Collected data entries
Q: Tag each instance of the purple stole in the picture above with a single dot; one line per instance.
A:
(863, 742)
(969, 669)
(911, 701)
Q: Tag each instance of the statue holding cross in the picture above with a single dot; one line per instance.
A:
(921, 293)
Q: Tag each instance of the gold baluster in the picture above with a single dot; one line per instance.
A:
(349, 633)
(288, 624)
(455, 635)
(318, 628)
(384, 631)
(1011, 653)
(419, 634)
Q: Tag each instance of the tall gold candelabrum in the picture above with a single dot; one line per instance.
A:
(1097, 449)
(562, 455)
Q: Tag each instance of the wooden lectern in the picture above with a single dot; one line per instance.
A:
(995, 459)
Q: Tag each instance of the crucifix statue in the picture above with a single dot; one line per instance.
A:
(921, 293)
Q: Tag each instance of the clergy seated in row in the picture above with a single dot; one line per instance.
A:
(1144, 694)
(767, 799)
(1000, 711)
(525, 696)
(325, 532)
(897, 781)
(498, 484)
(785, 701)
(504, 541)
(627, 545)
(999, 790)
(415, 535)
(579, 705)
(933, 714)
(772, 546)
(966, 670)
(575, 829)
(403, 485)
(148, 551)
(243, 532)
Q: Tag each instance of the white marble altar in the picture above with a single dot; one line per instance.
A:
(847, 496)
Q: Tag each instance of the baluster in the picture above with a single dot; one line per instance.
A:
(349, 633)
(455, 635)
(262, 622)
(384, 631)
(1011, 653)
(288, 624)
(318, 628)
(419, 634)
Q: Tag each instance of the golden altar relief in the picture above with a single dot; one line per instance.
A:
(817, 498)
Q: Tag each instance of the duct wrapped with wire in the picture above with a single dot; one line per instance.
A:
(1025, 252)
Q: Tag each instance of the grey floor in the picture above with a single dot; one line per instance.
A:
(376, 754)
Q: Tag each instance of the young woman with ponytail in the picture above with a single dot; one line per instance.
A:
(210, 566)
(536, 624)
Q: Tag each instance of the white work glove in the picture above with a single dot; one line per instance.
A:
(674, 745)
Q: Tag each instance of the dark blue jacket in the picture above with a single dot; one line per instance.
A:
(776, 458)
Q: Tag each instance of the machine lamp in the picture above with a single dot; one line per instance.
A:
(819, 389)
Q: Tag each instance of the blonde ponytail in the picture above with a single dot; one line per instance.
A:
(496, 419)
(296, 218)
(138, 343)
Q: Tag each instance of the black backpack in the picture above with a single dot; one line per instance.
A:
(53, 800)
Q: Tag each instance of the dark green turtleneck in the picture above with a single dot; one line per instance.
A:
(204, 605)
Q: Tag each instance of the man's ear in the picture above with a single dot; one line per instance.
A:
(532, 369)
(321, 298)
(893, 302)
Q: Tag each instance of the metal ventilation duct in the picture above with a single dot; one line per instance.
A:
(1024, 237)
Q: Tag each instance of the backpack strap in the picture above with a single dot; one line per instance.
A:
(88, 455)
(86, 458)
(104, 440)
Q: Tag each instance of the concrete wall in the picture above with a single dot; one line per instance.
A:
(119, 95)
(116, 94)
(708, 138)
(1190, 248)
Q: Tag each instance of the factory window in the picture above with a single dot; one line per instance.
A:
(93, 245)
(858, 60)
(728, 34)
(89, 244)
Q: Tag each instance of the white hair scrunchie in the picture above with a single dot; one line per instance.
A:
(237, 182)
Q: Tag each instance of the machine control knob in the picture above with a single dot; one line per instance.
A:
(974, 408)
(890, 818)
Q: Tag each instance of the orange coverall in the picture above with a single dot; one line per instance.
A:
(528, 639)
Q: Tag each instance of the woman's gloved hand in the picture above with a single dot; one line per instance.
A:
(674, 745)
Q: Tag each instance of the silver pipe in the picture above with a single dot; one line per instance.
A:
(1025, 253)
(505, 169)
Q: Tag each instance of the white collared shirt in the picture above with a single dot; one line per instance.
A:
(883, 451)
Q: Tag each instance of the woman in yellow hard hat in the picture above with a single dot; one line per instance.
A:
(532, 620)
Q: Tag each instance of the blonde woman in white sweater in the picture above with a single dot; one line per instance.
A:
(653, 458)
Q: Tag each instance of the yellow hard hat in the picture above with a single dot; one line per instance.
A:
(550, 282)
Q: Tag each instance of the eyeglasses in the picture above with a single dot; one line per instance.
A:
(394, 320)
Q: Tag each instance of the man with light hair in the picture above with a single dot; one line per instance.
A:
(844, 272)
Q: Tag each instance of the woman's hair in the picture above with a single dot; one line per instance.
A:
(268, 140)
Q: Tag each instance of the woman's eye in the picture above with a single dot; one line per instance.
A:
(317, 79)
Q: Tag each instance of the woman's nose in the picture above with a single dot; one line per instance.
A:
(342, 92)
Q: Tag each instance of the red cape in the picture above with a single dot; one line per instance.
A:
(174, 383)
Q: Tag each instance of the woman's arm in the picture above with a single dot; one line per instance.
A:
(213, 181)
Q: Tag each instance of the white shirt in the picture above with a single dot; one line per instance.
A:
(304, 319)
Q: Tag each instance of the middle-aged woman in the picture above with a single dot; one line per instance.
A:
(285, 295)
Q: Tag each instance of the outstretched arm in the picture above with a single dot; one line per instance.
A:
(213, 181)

Goal of the exercise:
Repeat what the records above say. Use their exact words.

Answer:
Q: Tag each instance of the purple stole in the picture above with a single dot; one line per instance.
A:
(863, 742)
(969, 669)
(911, 701)
Q: Tag each instance of the statue holding cross in the picture above with a single dot; one line per instance.
A:
(921, 293)
Q: Tag each instance of the gold baluster in the picture above with a single dot; one line per instance.
A:
(349, 633)
(288, 624)
(455, 635)
(318, 628)
(384, 631)
(1011, 653)
(419, 634)
Q: Tag each instance of the tall gold candelabrum in the picture above with a single dot; one line per instance.
A:
(1097, 449)
(562, 455)
Q: Tag each instance of the wooden lectern in the picture above with a single dot; one line per instance.
A:
(995, 459)
Q: Tag each instance of the crucifix statue in the picture above with a single dot; one line per instance.
A:
(921, 293)
Q: Tag each instance of the clergy seated in row in the picture above with a single dot; one line per instance.
A:
(1144, 694)
(767, 799)
(1000, 711)
(525, 696)
(325, 532)
(897, 781)
(498, 484)
(785, 701)
(504, 541)
(627, 545)
(999, 790)
(415, 535)
(579, 705)
(933, 714)
(772, 546)
(966, 670)
(575, 829)
(403, 485)
(148, 551)
(243, 532)
Q: Tag each instance of the white marble altar in the picture above with a single dot; one line per instance.
A:
(847, 496)
Q: Tag each instance of the baluster in the picture above with a single dot; one line per instance.
A:
(349, 633)
(455, 635)
(262, 622)
(384, 631)
(1011, 653)
(288, 624)
(318, 628)
(419, 634)
Q: Tag each instance of the golden altar relief in the picture above with a single dot; one line per instance.
A:
(817, 498)
Q: Tag each instance of the duct wrapped with wire in the picture above with a single dot; one line per instance.
A:
(1025, 252)
Q: Tag each instance of the grey floor in the picture above with a single dot; one line per instance.
A:
(376, 754)
Q: Tag each instance of the young woman with ponytail in the picture above with a single dot; one line per instance.
A:
(210, 566)
(536, 624)
Q: Tag each instance of the white work glove in the picture above with a single dot; one line per instance.
A:
(674, 745)
Q: Tag each instance of the dark blue jacket in the picture above with a single dot; one line per instance.
A:
(776, 458)
Q: Tag each instance of the machine lamp in the picture above with a single dot; one line per instance.
A:
(819, 389)
Q: Tag each instance of the blonde ponytail in the picture above with a single dot; one line per instance.
A:
(496, 419)
(296, 218)
(138, 343)
Q: Tag each instance of the black backpack in the picture above with a single dot; one line per instance.
A:
(53, 800)
Q: Tag each instance of the dark green turtleneck in the picture above with a single dot; one line per instance.
A:
(204, 605)
Q: Tag each instance of the man's ear in the picture above with a single dot; one line per instance.
A:
(532, 369)
(321, 298)
(893, 302)
Q: Tag each instance of the metal ventilation duct in the picture above with a single dot; one line per instance.
A:
(1024, 237)
Q: Tag each instance of the backpack strap in the picture above with a single dot; one line per instance.
A:
(88, 455)
(86, 458)
(104, 440)
Q: Tag each instance of the concrete wall in the picture above with a single dot; one line per instance.
A:
(119, 95)
(116, 94)
(708, 138)
(1190, 248)
Q: Tag each instance of the factory window in the picture above with a single dot; one line per instance.
A:
(93, 245)
(858, 60)
(728, 34)
(89, 244)
Q: Tag each instance of the white hair scrunchie in the picture above with a single dot; one line per instance.
A:
(237, 182)
Q: Tag each instance of the machine control knob in the picture above with a single dot; one line per instance.
A:
(974, 408)
(890, 818)
Q: Tag each instance of the orange coverall in the picture above with a single dot; one line per instance.
A:
(528, 639)
Q: Tag each instance of the woman's gloved hand in the picture above with a single dot; one line per instance.
A:
(674, 745)
Q: Tag each instance of the silver pipe in the picture above with a single dot; one line per instance.
A:
(1025, 253)
(505, 169)
Q: Tag each instance of the white collared shirt in the picture above with a single dot; one line per instance.
A:
(883, 451)
Q: Tag each instance of the woman in yellow hard hat in the picture above with a single dot; one line per instance.
A:
(532, 620)
Q: Tag each instance of the blonde woman in white sweater in the picture above with a single dot; one line per instance.
A:
(653, 458)
Q: Tag each instance of the yellow hard hat in the picture above with a single dot; one line per instance.
A:
(550, 282)
Q: Tag each instance of the eyeglasses in the picture above with a single dot; one line per instance.
A:
(394, 320)
Q: Tag each instance of the man with light hair in the picture above with a single dot; one line per instance.
A:
(844, 272)
Q: Tag each instance of the woman's hair in the picture above with a single dot; one line per instance.
A:
(268, 140)
Q: Tag each instance of the woman's eye in the picture above with a single dot; one line per instance.
A:
(317, 79)
Q: Tag each instance of the woman's nose in the picture above with a single dot; one line per instance.
A:
(342, 92)
Q: Tag each instance of the red cape in the picture above with a single dot; one line per instance.
A:
(174, 383)
Q: Tag each instance of the woman's arm in the picture above with a single dot; one line per instance.
A:
(213, 181)
Q: Tag each instance of the white shirt in the picture above with a single dot; one line per instance.
A:
(304, 319)
Q: Tag each instance of the middle-aged woman in the picture above with a single dot; one line per instance.
A:
(285, 295)
Q: Tag each instance of the outstretched arm in the picture above with a single dot; one line per instance.
A:
(213, 181)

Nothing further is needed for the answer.